EXTRACTED TEXT:
——————
Prove that the function $\frac{e^x-1-x}{x^2}$ is increasing. Prove that the function $$\frac{e^x-1-x}{x^2}$$ is increasing for all real values of $x$. 
It sounds elementary but in fact it is challenging. 
 A: On $(0,\infty)$, we may use Taylor expansion (just as noted in the comments).
We have:
$$f'(x) = \frac{e^x(x-2) + x +2}{x^3}$$
let's show that the numerator, which we'll call $g(x)$, is $\le 0$ for $x<0$. 
$$g'(x) = e^x(x-1) + 1$$
$$g''(x) = xe^x$$
Thus, $g'$ is decreasing on $(-\infty,0)$, and $\lim_{x\to -\infty}g'(x) = 1$ and $g(0) = 0$, so $g'(x) > 0$ on $(-\infty,0)$. Therefore $g$ is increasing on $(-\infty,0)$. But $\lim_{x\to -\infty} g(x) = -\infty$ and $g(0)= 0$, therefore $g(x) < 0$ on $(-\infty,0)$, and therefore $f'(x) > 0$ on $(-\infty,0)$.
A: Taking Mark's advice,
$$\frac{e^x-1-x}{x^2}=\frac12+\frac16x+\frac1{24}x^2+\dots$$
Studying monotonicity when $x>0$ is then trivial.  To tackle when $x<0$, notice that we get an alternating series with simple upper and lower bounds due to the absolute value of each term being monotone:
$$\frac12+\frac16x<\frac12+\frac16x+\frac1{24}x^2+\dots<\frac12$$
Or,
$$\sum_{n=0}^{2k-1}\frac1{(n+2)!}x^n<\sum_{n=0}^\infty\frac1{(n+2)!}x^n<\sum_{n=0}^{2k}\frac1{(n+2)!}x^n$$
From there, observe that for any $k$, these bounds are monotone as well as monotone wrt $k$ for large enough $k$, and so, by the squeeze theorem,  the function in interest is monotone when $x<0$
A: Let
$$ f(x)=\frac{e^x-1-x}{x^2} $$
and then
$$ f'(x)=\frac{e^x(x-2)+x+2}{x^2}. $$
Now we show that $f'(x)>0$ for $x<0$ or $g(x)=e^x(x-2)+x+2>0$ for $x<0$ and hence $f(x)$ is increasing for $x<0$. Note
$$ g'(x)=1+e^x(x-1)=e^x(e^{-x}+x-1)<0\text{ for }x<0$$
and hence $g(x)$ is decreasing. Therefore for $x<0$, one has $g(x)>g(0)=0$.
——————
RECORDED DATA:
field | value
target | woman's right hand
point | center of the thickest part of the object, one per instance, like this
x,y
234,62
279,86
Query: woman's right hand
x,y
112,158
——————
PROMPT 1: Reproduce the passage of the monotonicity thread starting with "A: On $(0,\infty)$, we" and going on through "0$ for $x<0$.".
PROMPT 2: Carry the monotonicity thread forward from the point where it stops.

EXERCISE RESULT 1:
A: On $(0,\infty)$, we may use Taylor expansion (just as noted in the comments).
We have:
$$f'(x) = \frac{e^x(x-2) + x +2}{x^3}$$
let's show that the numerator, which we'll call $g(x)$, is $\le 0$ for $x<0$.

EXERCISE RESULT 2:
A: One can prove the following generalization:

For all integers $k \ge 1$ is
$$ e^x - \left(1 + x + \cdots + \frac{x^{k-1}}{(k-1)!}\right) = x^k f_k(x) $$
where the function
$$ f_k(x) = \frac{1}{(k-1)!}\int_0^1 e^{xu} (1-u)^{k-1} \, du $$
is continuous and strictly increasing on $\Bbb R$.

This follows immediately from Taylor's theorem with the integral remainder:
$$
 e^x - \left(1 + x + \cdots + \frac{x^{k-1}}{(k-1)!}\right) = \int_0^x \frac{e^t}{(k-1)!}(x-t)^{k-1} \, dt \\
 = \frac{x^{k}}{(k-1)!} \int_0^1 e^{xu} (1-u)^{k-1} \, du \, ,
$$
where we have substituted $t = xu$ in the last step.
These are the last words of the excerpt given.